• Work instructions:
For each line in the records that contains "shawl", make a copy.

[Supplied records — start]

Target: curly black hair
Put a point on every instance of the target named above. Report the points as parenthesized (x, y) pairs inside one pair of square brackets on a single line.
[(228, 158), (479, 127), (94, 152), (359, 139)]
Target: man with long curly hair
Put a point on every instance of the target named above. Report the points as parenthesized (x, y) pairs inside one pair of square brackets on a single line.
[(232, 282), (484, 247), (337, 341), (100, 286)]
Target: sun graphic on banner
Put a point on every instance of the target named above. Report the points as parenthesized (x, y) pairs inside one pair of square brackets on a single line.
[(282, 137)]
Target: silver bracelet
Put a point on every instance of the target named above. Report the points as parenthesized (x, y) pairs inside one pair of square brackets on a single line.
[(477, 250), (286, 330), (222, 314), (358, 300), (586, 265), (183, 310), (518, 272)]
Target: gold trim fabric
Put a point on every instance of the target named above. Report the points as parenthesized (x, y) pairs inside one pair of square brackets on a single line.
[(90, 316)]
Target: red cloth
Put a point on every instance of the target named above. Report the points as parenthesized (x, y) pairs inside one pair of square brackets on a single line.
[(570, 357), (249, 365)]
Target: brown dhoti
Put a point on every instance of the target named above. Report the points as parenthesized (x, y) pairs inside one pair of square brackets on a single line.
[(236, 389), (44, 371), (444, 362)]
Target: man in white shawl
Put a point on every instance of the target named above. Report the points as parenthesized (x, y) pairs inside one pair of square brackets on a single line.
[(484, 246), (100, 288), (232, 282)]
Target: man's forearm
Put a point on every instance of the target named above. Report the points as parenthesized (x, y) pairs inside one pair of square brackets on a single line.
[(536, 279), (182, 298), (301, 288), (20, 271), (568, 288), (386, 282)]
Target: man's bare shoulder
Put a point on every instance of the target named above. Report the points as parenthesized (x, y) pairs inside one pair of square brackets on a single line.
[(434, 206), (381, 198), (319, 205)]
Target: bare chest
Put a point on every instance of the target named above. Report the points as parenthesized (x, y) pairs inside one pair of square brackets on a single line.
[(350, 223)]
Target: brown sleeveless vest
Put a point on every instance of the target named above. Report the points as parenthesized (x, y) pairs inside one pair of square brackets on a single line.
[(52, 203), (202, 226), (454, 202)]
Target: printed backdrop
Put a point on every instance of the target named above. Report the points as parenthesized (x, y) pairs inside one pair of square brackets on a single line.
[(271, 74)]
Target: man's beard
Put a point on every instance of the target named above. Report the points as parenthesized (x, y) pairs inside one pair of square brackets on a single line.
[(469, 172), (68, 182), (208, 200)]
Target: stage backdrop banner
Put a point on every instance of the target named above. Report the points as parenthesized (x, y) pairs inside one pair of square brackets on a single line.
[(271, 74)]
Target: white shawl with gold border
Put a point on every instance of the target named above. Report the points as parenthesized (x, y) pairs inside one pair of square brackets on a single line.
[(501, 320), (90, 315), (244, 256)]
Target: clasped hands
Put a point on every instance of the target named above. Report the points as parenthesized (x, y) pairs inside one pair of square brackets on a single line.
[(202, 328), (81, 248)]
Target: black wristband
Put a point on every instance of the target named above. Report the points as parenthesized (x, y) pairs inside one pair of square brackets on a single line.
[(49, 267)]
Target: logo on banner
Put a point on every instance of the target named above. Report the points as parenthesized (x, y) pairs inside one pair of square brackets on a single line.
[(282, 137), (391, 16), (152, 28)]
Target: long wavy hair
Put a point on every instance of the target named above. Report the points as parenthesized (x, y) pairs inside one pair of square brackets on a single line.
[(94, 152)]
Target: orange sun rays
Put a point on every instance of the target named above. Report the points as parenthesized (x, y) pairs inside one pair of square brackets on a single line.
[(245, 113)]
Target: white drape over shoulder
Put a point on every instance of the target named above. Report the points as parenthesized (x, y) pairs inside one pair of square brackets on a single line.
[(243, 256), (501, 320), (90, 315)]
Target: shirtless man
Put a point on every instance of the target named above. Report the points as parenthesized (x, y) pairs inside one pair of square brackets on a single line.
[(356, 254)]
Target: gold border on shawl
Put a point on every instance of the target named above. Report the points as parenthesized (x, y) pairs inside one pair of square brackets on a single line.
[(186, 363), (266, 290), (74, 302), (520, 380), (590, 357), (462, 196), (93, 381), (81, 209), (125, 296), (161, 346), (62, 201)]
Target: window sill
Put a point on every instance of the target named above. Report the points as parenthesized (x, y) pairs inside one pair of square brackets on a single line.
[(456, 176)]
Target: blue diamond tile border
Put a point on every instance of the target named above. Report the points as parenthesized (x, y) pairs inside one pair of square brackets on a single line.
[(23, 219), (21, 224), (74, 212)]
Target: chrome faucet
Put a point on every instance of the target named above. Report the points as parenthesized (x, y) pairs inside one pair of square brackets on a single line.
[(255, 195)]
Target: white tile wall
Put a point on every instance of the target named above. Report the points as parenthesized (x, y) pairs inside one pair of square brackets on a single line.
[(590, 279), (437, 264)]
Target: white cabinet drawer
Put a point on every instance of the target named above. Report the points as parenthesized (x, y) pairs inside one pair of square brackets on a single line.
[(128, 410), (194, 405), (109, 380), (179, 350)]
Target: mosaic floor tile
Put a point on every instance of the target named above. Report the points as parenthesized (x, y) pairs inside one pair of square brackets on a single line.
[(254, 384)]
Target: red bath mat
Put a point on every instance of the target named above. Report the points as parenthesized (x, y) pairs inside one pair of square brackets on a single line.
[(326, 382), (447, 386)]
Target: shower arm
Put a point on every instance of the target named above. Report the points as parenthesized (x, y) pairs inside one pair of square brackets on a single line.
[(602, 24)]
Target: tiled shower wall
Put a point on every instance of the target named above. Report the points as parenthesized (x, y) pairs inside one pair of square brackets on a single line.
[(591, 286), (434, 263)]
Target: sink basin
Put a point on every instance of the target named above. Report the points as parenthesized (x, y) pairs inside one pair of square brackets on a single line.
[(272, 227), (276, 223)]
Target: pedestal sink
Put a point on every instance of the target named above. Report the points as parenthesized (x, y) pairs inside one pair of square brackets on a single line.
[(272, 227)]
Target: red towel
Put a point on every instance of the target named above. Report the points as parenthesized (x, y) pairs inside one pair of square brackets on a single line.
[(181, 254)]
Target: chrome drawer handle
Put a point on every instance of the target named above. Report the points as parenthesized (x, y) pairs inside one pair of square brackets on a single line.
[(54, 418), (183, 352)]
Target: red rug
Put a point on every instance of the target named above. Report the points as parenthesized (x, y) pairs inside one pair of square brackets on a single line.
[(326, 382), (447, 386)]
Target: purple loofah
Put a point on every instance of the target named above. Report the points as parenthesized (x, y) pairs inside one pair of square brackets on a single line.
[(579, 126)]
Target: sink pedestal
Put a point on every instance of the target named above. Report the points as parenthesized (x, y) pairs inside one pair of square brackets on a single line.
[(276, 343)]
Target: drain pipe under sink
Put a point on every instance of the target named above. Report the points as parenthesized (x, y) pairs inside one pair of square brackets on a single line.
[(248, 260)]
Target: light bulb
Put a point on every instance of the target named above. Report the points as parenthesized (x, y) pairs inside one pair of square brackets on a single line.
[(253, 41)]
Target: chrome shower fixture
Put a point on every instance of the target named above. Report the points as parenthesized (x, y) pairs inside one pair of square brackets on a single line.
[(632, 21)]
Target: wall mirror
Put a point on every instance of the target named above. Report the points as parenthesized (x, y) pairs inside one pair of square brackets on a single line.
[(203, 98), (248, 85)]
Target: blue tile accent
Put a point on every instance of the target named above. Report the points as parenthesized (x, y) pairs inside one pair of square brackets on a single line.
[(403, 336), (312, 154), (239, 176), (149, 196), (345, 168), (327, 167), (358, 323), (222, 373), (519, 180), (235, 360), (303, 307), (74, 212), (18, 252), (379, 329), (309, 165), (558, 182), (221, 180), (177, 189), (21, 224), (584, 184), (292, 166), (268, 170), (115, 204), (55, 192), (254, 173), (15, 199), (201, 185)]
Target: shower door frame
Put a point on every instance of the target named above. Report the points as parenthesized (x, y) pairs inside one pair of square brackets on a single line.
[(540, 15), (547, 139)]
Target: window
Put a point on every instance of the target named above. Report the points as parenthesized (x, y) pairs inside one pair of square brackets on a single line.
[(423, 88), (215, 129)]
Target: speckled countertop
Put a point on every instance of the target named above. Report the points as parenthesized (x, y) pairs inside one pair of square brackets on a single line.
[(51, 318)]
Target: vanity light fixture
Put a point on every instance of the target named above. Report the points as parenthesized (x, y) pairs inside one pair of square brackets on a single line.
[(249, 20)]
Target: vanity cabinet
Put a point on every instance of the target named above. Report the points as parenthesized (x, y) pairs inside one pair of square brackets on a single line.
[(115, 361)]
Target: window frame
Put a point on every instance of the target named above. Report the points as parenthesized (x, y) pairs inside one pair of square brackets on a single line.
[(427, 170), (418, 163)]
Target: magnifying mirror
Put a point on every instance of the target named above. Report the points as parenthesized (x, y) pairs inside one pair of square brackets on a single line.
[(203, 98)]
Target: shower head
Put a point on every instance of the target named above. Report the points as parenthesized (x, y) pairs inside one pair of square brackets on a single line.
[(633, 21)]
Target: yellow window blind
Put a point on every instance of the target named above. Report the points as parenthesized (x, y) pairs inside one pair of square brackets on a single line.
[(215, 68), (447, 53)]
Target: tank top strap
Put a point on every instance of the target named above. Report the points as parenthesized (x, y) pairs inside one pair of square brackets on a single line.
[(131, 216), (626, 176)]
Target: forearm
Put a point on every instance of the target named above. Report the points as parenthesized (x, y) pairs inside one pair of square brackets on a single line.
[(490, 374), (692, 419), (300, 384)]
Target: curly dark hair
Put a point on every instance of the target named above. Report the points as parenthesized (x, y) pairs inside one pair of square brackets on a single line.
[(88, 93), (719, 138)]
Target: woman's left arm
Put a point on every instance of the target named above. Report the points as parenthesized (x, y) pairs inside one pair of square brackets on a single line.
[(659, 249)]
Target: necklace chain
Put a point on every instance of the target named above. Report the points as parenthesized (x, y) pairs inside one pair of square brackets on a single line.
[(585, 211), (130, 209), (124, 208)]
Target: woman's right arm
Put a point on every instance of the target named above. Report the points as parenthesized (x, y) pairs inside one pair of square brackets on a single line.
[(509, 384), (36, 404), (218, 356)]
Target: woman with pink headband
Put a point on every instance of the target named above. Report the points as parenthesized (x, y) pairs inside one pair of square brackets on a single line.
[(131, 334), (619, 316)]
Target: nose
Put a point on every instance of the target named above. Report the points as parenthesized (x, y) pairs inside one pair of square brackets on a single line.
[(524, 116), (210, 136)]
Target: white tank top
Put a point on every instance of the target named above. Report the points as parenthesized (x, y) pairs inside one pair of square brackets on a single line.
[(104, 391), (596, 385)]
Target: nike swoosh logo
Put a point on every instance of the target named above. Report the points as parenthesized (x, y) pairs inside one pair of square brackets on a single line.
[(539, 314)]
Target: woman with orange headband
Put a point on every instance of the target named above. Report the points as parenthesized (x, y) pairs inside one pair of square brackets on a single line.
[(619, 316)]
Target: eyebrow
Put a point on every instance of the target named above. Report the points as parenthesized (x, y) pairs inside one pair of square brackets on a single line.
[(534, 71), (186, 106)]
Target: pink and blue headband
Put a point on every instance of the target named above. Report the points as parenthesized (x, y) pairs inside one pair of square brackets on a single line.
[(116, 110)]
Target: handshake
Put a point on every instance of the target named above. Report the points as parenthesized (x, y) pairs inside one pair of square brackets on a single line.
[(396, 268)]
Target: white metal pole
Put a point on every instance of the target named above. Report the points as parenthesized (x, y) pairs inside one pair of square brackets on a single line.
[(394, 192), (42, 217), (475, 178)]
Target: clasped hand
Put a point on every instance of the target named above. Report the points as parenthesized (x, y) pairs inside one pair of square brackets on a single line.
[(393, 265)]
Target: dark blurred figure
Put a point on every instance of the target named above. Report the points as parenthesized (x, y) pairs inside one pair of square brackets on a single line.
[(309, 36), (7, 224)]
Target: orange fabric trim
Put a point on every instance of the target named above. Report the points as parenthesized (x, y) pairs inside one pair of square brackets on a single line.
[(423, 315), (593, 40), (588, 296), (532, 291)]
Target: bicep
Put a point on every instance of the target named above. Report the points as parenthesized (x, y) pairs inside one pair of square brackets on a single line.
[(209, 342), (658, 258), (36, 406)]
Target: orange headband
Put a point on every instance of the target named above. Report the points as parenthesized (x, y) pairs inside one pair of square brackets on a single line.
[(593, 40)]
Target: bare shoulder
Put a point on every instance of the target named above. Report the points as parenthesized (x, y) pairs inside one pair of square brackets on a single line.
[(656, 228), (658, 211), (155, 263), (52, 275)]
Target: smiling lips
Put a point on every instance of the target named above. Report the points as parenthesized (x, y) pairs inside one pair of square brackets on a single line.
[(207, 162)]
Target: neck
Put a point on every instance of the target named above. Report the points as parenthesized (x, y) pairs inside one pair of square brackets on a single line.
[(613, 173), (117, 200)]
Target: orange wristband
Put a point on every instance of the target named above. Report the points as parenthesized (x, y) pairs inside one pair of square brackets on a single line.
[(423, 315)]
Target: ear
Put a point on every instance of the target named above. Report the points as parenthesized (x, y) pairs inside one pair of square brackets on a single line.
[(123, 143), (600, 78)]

[Supplied records — finish]

• Solved exercise:
Target: man in white shawl
Target: white shawl with gold border
Target: gold border on shawl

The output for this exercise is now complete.